Очень худой жилистый пожилой человек с пронзительными, цепкими, добрыми глазами. Такой взгляд бывает у людей, много повидавших на своем веку, переделавших уйму тяжелой работы. Непосильно тяжелой работы, которая, кажется, и через много лет давит на плечи.
– Василий Иванович, – говорю я, – вот вы книги пишете, тысячи земляков знают вас, в основном, как литератора, как лектора-атеиста, а о вас самих, между прочим, можно запросто роман написать. Только я бы вместо слов «глава первая», «глава вторая», писал бы – «пуля первая», «пуля вторая» или что-то в этом роде. И роман этот назывался бы примерно так: «А до смерти четыре шага».
Мой собеседник перестает улыбаться:
– Меня-то пули миновали. Заговоренный вроде бы, заколдованный. Друзей похоронил много – о них писать надо. Какие парни были!..
Василию Ивановичу Дидусю тогда исполнилось 70 лет.
Совсем мальчишкой батрачил у кулака. В 1921 году вся семья Дидусей вступила в сельскохозяйственную коммуну «Интернационал», организованную для бедняков в Николаевской области. Здесь Вася работал наравне со взрослыми, потому как впервые на себя трудились! Был пастухом, разнорабочим. После смерти Ильича по Ленинскому набору вступил в комсомол. В 1930 году стал коммунистом. Считай, половину жизни отдал борьбе с врагами Советской власти. Удостоен самых высоких наград Родины, заслужил звание почетного сотрудника Комитета государственной безопасности…
Очень скромный человек Василий Иванович Дидусь – коммунист, чекист, писатель. Я бы сказал – редкой скромности человек. И все же о нескольких эпизодах из его жизни, с его позволения, мы расскажем читателям.

::::

== Ваша задача ==
Воспроизведите приведенный выше очерк о Василии Ивановиче Дидусе целиком и дословно.

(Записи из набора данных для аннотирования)
::::

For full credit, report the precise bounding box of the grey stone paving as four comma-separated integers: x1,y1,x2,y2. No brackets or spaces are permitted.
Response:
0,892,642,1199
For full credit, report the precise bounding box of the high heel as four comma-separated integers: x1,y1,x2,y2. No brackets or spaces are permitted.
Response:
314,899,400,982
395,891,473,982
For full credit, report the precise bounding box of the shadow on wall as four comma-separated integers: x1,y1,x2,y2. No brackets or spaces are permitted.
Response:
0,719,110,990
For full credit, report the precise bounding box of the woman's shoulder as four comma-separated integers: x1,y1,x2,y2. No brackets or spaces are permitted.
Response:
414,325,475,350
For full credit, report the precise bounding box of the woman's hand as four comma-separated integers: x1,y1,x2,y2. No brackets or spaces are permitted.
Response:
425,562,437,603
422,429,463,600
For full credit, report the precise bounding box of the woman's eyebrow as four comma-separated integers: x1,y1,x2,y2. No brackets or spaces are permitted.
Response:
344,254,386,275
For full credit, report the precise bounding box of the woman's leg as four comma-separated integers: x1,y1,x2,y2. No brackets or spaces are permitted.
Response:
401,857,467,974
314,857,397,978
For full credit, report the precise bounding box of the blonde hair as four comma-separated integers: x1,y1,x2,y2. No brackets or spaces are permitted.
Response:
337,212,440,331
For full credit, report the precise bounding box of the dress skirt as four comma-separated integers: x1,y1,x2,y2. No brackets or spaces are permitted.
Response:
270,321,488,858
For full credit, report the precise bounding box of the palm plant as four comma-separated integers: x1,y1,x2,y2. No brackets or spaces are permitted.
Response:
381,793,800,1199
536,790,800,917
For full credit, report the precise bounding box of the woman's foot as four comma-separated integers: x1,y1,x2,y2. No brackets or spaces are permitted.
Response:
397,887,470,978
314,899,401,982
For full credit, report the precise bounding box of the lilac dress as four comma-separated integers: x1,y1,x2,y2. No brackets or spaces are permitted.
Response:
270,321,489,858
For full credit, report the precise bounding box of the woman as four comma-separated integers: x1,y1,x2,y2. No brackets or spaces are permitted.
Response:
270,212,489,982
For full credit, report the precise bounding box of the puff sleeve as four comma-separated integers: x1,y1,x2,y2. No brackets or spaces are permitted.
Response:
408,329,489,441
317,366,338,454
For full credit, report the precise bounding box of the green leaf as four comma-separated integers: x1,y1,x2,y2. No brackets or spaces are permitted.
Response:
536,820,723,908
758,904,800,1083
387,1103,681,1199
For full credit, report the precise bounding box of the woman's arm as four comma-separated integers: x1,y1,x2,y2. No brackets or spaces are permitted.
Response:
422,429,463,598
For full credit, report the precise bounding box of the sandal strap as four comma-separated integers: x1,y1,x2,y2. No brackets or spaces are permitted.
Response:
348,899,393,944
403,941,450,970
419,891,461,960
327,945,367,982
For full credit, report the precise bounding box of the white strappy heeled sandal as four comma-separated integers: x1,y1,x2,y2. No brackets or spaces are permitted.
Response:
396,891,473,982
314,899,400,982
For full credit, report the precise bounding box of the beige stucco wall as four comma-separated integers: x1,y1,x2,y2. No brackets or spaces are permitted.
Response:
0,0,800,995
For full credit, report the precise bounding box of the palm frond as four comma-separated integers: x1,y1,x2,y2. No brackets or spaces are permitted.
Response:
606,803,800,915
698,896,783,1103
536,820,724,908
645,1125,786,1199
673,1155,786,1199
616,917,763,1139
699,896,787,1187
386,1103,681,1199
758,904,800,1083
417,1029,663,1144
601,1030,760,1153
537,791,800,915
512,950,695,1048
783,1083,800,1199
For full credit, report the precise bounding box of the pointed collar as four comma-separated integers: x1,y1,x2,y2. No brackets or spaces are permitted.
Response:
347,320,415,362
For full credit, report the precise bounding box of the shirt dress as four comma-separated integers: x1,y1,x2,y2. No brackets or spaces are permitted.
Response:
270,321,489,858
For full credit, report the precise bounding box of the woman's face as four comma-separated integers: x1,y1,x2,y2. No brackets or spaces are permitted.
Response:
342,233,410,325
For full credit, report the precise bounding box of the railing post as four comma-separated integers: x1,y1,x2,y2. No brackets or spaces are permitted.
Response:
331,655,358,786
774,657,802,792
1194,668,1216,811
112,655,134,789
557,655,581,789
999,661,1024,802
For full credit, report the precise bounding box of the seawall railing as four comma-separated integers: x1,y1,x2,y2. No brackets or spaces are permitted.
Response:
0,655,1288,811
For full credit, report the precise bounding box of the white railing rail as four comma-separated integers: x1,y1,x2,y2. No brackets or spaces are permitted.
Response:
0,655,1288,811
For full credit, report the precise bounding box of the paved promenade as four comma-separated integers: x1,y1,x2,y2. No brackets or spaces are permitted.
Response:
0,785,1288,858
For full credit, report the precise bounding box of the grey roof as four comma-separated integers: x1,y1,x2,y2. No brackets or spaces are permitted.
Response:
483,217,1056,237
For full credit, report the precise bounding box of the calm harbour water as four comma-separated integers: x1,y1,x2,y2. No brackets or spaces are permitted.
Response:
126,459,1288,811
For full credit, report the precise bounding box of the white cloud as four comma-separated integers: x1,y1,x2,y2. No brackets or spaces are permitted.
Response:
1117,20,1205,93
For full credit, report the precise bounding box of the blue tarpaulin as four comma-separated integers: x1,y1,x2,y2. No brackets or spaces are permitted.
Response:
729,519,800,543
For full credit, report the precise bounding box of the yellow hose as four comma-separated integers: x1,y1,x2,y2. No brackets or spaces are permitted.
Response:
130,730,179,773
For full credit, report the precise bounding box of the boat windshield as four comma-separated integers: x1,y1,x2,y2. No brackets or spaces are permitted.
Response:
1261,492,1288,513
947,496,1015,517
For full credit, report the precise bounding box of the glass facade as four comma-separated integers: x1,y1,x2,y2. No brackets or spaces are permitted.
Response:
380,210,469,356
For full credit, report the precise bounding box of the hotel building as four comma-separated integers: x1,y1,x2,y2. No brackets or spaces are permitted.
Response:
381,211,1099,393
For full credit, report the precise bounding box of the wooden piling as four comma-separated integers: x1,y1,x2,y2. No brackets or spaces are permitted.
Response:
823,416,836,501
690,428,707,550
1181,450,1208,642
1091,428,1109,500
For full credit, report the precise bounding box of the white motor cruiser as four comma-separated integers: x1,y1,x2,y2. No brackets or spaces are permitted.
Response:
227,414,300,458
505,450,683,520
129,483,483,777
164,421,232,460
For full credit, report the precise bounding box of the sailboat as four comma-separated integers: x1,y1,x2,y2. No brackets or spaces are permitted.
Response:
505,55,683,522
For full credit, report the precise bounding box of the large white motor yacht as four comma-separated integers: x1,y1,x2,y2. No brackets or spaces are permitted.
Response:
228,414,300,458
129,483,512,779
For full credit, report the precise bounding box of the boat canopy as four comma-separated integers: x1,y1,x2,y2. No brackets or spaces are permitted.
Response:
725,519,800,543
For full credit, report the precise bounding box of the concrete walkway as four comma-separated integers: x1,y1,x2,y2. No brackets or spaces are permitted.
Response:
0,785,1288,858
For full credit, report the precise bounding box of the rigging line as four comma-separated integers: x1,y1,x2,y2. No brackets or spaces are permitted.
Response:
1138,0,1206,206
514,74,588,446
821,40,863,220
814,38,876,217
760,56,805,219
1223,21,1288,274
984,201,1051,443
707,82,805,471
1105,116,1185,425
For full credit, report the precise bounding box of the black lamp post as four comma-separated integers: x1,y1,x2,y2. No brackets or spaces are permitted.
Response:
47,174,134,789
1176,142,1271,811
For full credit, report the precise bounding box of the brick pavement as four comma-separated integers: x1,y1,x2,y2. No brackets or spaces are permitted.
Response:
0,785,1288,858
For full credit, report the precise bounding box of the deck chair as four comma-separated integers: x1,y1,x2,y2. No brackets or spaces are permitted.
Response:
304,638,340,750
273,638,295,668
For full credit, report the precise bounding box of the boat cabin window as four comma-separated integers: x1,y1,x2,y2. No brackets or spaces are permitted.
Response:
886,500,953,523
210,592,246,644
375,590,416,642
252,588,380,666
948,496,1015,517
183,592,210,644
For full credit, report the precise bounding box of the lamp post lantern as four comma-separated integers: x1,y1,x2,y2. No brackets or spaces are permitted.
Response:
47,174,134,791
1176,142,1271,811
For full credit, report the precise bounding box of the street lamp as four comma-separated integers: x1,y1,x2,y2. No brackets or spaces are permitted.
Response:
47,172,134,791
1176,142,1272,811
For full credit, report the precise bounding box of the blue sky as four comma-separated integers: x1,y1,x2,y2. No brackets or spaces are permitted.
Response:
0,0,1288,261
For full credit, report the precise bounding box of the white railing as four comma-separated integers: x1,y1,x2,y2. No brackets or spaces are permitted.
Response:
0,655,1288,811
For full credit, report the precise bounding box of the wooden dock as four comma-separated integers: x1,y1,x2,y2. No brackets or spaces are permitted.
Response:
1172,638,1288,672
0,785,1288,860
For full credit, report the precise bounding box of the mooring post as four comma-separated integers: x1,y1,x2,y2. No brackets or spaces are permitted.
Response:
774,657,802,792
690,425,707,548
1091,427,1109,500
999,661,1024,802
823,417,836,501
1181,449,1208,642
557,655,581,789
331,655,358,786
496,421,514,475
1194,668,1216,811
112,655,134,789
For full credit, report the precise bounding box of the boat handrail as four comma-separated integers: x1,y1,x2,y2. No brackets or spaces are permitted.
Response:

::::

== Ответ ==
Очень худой жилистый пожилой человек с пронзительными, цепкими, добрыми глазами. Такой взгляд бывает у людей, много повидавших на своем веку, переделавших уйму тяжелой работы. Непосильно тяжелой работы, которая, кажется, и через много лет давит на плечи.
– Василий Иванович, – говорю я, – вот вы книги пишете, тысячи земляков знают вас, в основном, как литератора, как лектора-атеиста, а о вас самих, между прочим, можно запросто роман написать. Только я бы вместо слов «глава первая», «глава вторая», писал бы – «пуля первая», «пуля вторая» или что-то в этом роде. И роман этот назывался бы примерно так: «А до смерти четыре шага».
Мой собеседник перестает улыбаться:
– Меня-то пули миновали. Заговоренный вроде бы, заколдованный. Друзей похоронил много – о них писать надо. Какие парни были!..
Василию Ивановичу Дидусю тогда исполнилось 70 лет.
Совсем мальчишкой батрачил у кулака. В 1921 году вся семья Дидусей вступила в сельскохозяйственную коммуну «Интернационал», организованную для бедняков в Николаевской области. Здесь Вася работал наравне со взрослыми, потому как впервые на себя трудились! Был пастухом, разнорабочим. После смерти Ильича по Ленинскому набору вступил в комсомол. В 1930 году стал коммунистом. Считай, половину жизни отдал борьбе с врагами Советской власти. Удостоен самых высоких наград Родины, заслужил звание почетного сотрудника Комитета государственной безопасности…
Очень скромный человек Василий Иванович Дидусь – коммунист, чекист, писатель. Я бы сказал – редкой скромности человек. И все же о нескольких эпизодах из его жизни, с его позволения, мы расскажем читателям.